DUROS
Tiveram cancro, mesmo antes de saberem o que a palavra significava. Outros já retiraram da memória qualquer lembrança. Foi há muito tempo, mas todos têm algo em comum: são DUROS. Todos os anos voltam, adolescentes, jovens e adultos, ao lugar onde foram “nenucos” carecas e crianças pálidas. Vão ao IPO de Lisboa à consulta dos DUROS, ou seja Doentes que Ultrapassaram a Realidade Oncológica com Sucesso. Após cinco anos sem qualquer sinal físico da doença, conquistam este "estatuto". Sim, ser um dos DUROS é um estatuto que infelizmente ainda não é para todos. A sugestão partiu de um pai e o nome não podia ser melhor, aliado ao logótipo que imita as letras do Super-Homem. O objetivo desta consulta é a vigilância a longo prazo, não só para acompanhar o seu percurso, mas também para adquirir mais conhecimentos sobre os possíveis efeitos secundários dos tratamentos, com vista a um melhor ajuste das terapêuticas. Todos os anos revivem (ou não) memórias, reveem pessoas que foram inexcedíveis e excecionais pela forma como os acolhem, acolheram e consolaram.

:::::

*Tarefa A*.
Responda, com base no texto sobre a consulta dos DUROS, às seguintes perguntas:
(i) O que significa a sigla DUROS?
(ii) Quantos anos sem qualquer sinal físico da doença são necessários para conquistar o estatuto?
(iii) De quem partiu a sugestão do nome?
*Tarefa B*.
Indique se cada afirmação está de acordo com o texto sobre a consulta dos DUROS, citando as palavras do texto que o decidem:
(i) A consulta dos DUROS realiza-se no IPO de Lisboa.
(ii) O logótipo imita as letras do Batman.
(iii) O estatuto de DUROS já está ao alcance de todos os doentes.
*Tarefa C*. Dê seguimento ao texto sobre a consulta dos DUROS a partir da última frase apresentada.

*Dados fornecidos*.
:::::

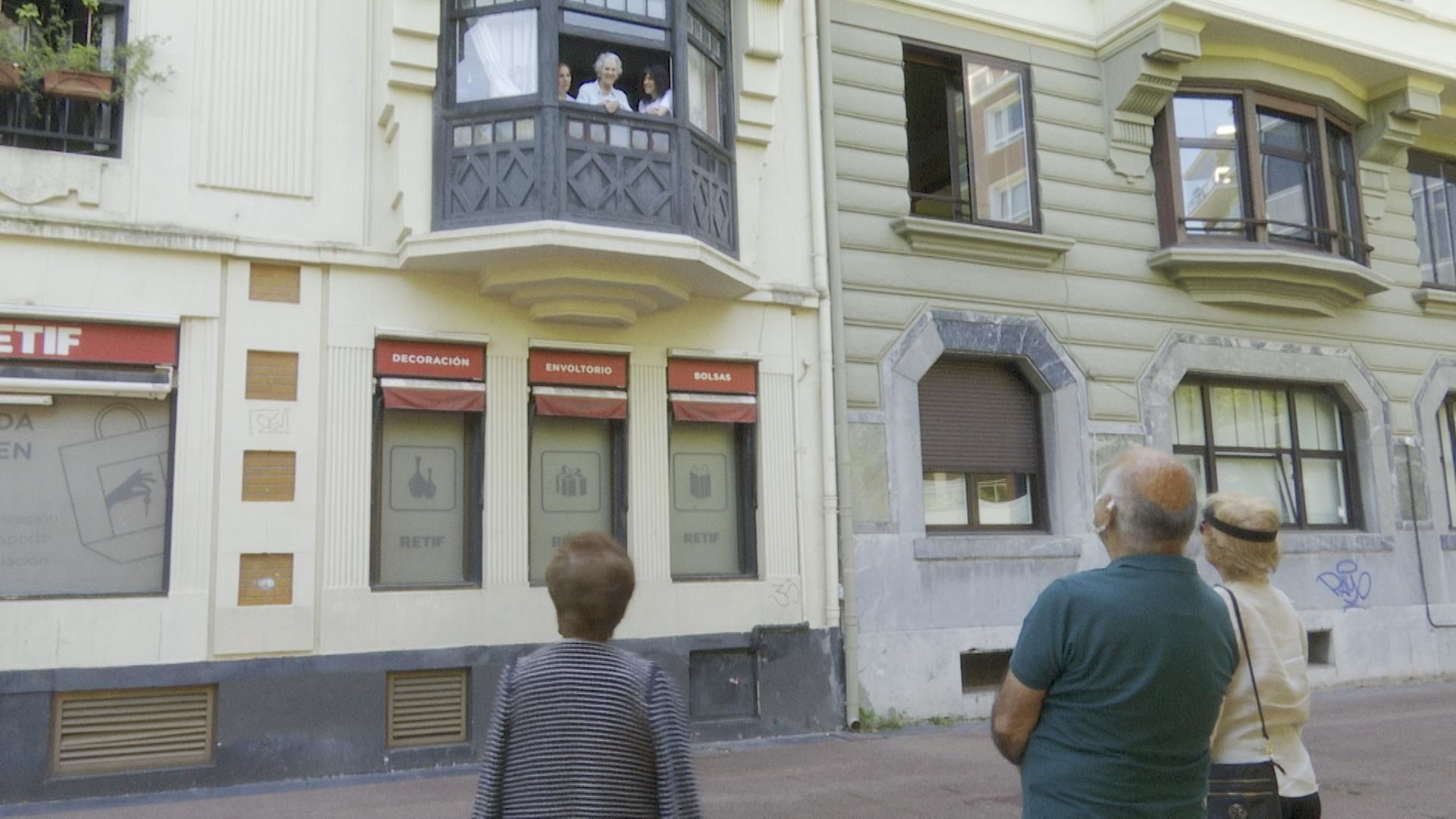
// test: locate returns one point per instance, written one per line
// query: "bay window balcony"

:::::

*Resultado do exercício A*.
(i) Doentes que Ultrapassaram a Realidade Oncológica com Sucesso.
(ii) Cinco anos.
(iii) De um pai.

*Resultado do exercício B*.
(i) Sim: "Vão ao IPO de Lisboa à consulta dos DUROS".
(ii) Não: "aliado ao logótipo que imita as letras do Super-Homem".
(iii) Não: "ser um dos DUROS é um estatuto que infelizmente ainda não é para todos".

*Resultado do exercício C*.
Falar de cancro continua a ser difícil, mas falar de cancro
pediátrico é ainda mais doloroso. Há cada vez mais crianças a sofrerem de doença
oncológica. Ter cancro é limitar-lhes a exploração da vida. Quem mais do que
uma criança para explorar o mundo? E este mundo não cabe em palavras.
Depois existem os pais, que têm mais memória. O seu papel
é de tal forma importante que mesmo passados dez, quinze ou mais anos as marcas
desta doença são também suas. São uma soma de marcas físicas que esta neoplasia
maligna deixou e um conjunto de memórias dos progenitores que os acompanharam.
Outros nem lembranças têm, porque simplesmente a memória não lhas permite ter.
Os pais têm as memórias dos filhos, rigorosamente arquivadas, ainda mais nos casos
em que o diagnóstico remonta aos primeiros meses de vida. E quando digo
memórias, incluo tudo o que elas representam: um turbilhão de emoções, um
questionar incessante, um sofrimento descomedido, revolta, angústia, desespero
e uma força supra-humana.
Desse tempo, alguns meninos não recordam nada, mas os
pais retêm a quimioterapia, o isolamento, as visitas dos “Doutores Palhaços”,
os cateteres, as agulhas, as picadas constantes e tantos e tantos rostos que por lá vão
continuando.
E o que ficou? O que fica de mais importante talvez
não sejam os tratamentos em si, nem a forma como essa evidência de risco de vida
foi vivida pela criança, mas sim pela sua família e pelo recordar constante de
como é difícil “viver um dia de cada vez”.
Em Portugal, mais de 400 mil pessoas já tiveram uma
doença oncológica e sobreviveram, continuando, ou não, em tratamentos.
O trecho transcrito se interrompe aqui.